§ The task
Copy out every entry below line for line without changing anything, but leave out the pictures.

____ Working data

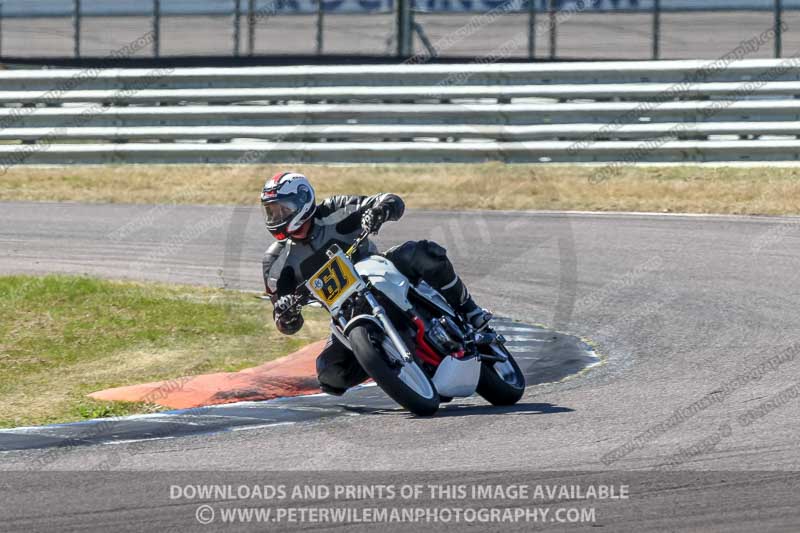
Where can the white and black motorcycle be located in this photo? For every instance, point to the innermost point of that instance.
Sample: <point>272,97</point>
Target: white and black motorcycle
<point>407,338</point>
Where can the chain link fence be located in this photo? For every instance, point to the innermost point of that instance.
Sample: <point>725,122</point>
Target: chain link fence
<point>510,30</point>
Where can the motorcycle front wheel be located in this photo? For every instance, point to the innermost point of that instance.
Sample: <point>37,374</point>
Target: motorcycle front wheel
<point>501,383</point>
<point>405,383</point>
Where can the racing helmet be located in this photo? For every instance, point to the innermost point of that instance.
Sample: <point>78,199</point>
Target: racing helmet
<point>287,202</point>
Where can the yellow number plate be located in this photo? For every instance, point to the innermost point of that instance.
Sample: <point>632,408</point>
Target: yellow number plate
<point>332,281</point>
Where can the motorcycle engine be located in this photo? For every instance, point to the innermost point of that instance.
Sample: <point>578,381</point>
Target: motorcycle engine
<point>445,335</point>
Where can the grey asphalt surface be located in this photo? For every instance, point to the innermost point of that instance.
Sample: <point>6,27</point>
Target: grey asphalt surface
<point>688,310</point>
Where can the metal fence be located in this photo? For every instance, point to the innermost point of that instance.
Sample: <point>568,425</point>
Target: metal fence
<point>514,29</point>
<point>616,113</point>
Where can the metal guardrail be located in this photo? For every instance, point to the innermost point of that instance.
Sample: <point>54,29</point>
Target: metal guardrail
<point>668,111</point>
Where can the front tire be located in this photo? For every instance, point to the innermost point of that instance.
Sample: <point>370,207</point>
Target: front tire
<point>408,385</point>
<point>501,383</point>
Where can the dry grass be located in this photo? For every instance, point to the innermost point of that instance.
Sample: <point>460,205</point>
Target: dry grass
<point>62,337</point>
<point>445,186</point>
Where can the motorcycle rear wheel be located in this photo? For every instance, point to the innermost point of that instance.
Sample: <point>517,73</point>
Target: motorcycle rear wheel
<point>406,384</point>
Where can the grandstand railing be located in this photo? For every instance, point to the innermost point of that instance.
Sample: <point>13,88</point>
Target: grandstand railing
<point>626,112</point>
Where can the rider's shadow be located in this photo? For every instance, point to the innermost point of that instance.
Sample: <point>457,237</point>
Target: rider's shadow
<point>470,410</point>
<point>516,409</point>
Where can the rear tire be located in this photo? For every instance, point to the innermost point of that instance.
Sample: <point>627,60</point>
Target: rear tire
<point>504,384</point>
<point>367,342</point>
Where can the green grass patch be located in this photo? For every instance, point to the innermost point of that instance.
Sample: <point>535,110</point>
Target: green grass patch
<point>694,189</point>
<point>62,337</point>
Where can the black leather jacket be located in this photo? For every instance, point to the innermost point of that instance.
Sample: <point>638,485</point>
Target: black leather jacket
<point>337,220</point>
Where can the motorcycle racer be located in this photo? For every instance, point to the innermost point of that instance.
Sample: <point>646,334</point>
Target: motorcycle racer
<point>304,230</point>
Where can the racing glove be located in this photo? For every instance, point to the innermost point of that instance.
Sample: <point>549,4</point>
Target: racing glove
<point>373,218</point>
<point>287,315</point>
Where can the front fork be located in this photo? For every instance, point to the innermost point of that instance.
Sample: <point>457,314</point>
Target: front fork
<point>388,327</point>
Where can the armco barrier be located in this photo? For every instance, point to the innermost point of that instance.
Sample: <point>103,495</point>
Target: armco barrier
<point>668,111</point>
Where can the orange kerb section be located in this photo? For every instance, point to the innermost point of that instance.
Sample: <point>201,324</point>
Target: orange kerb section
<point>292,375</point>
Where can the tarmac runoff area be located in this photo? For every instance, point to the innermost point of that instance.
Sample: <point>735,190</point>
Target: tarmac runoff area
<point>284,391</point>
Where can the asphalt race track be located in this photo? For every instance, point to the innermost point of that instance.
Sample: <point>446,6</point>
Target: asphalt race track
<point>697,317</point>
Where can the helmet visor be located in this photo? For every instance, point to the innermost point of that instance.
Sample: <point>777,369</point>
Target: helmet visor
<point>279,212</point>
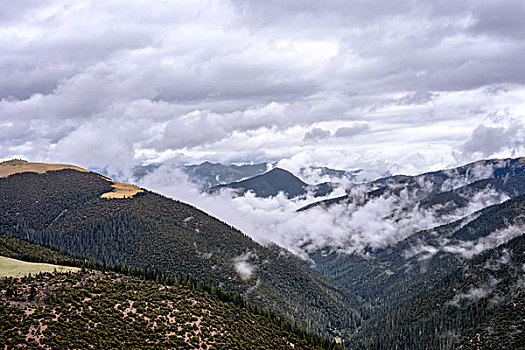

________

§ Response to the exercise
Where can the white and black motorcycle be located in this photo? For every instance, point to the innermost point of that instance.
Sample: <point>272,97</point>
Target: white and black motorcycle
<point>407,338</point>
Where can the chain link fence be located in this photo? For every instance, point to the innermost point of that instance.
Sample: <point>725,122</point>
Target: chain link fence
<point>510,30</point>
Where can the motorcycle front wheel be located in this photo? For every instance, point to the innermost point of that instance.
Sample: <point>37,374</point>
Target: motorcycle front wheel
<point>501,383</point>
<point>405,383</point>
Where can the racing helmet be located in this photo? For every instance, point to the innermost point of that instance.
Sample: <point>78,199</point>
Target: racing helmet
<point>287,202</point>
Where can the yellow number plate be located in this photo? For every instance, point to the innermost point of that instance.
Sample: <point>632,408</point>
Target: yellow number plate
<point>332,281</point>
Where can the motorcycle engine be located in this photo? For every instance, point to the innermost point of that instance.
Sample: <point>578,381</point>
Target: motorcycle engine
<point>445,335</point>
Where can the grey asphalt surface be located in this photo? For every instance, point to the innermost point of that instance.
Sample: <point>6,27</point>
Target: grey asphalt surface
<point>688,310</point>
Where can the metal fence be located in this photo? For every instance, point to the innermost point of that instance.
Sample: <point>568,425</point>
Target: metal fence
<point>514,29</point>
<point>616,113</point>
Where can the metal guardrail be located in this photo? For every instance, point to the innermost point of that instance.
Sample: <point>54,29</point>
Target: metal guardrail
<point>668,111</point>
Where can the front tire be located in this photo? For every instance, point to the innermost point of that instance.
Sample: <point>370,207</point>
Target: front tire
<point>408,385</point>
<point>501,383</point>
Where can the dry grass be located in this photo? For every instance, point to the innermost point of that instance.
Sample: <point>460,205</point>
Target: dry grass
<point>62,337</point>
<point>445,186</point>
Where can the motorcycle rear wheel be located in this photo? For every instance, point to the innermost point of that instance.
Sample: <point>517,73</point>
Target: motorcycle rear wheel
<point>406,384</point>
Where can the grandstand railing be located in this photo? For every instance, point to the innermost point of that instance.
Sample: <point>13,88</point>
Target: grandstand railing
<point>626,112</point>
Where can the rider's shadow be located in this photo? For every instance, point to the innermost point of that instance.
Sample: <point>457,237</point>
Target: rider's shadow
<point>470,410</point>
<point>516,409</point>
Where can the rear tire be located in this photo? For every instance, point to the innermost point of that instance.
Sample: <point>627,60</point>
Target: rear tire
<point>504,384</point>
<point>367,342</point>
Where can the green grass patch be located in this photo? For every instance, point to the innermost point of that instance.
Sample: <point>535,110</point>
Target: green grass patch
<point>694,189</point>
<point>62,337</point>
Where can the black leather jacket be located in this photo? For every instance, point to the innermost point of that instance.
Sample: <point>638,485</point>
Target: black leather jacket
<point>337,220</point>
Where can the motorcycle racer be located in this photo? For every instance, point to the innermost point of that instance.
Sample: <point>646,334</point>
Target: motorcycle racer
<point>304,230</point>
Where can the racing glove be located in this photo? For every instance, point to the innermost point of that instance.
Sample: <point>549,4</point>
Target: racing glove
<point>373,218</point>
<point>287,315</point>
Where can the front fork be located in this photo? For every instance, point to the innermost point of that instance.
Sample: <point>457,314</point>
Target: front fork
<point>388,327</point>
Where can the armco barrier be located in this photo? For every instance, point to the innermost point of that instance.
Sample: <point>103,495</point>
Target: armco barrier
<point>668,111</point>
Where can the orange kerb section be located in this photo? For every instance, point to the innermost point of that instance.
Sample: <point>201,324</point>
Target: orange kerb section
<point>292,375</point>
Where can the tarmac runoff area be located in this photo? For every instance, point to the innermost point of that instance.
Sample: <point>735,190</point>
Target: tarmac runoff area
<point>284,391</point>
Where can the asphalt race track be located in this photo? For every instance, point to the innermost point of that instance.
Sample: <point>446,6</point>
Target: asphalt race track
<point>697,317</point>
Where can the helmet visor be located in this photo? For every instance, point to the innermost point of that instance.
Sample: <point>777,369</point>
Target: helmet visor
<point>279,212</point>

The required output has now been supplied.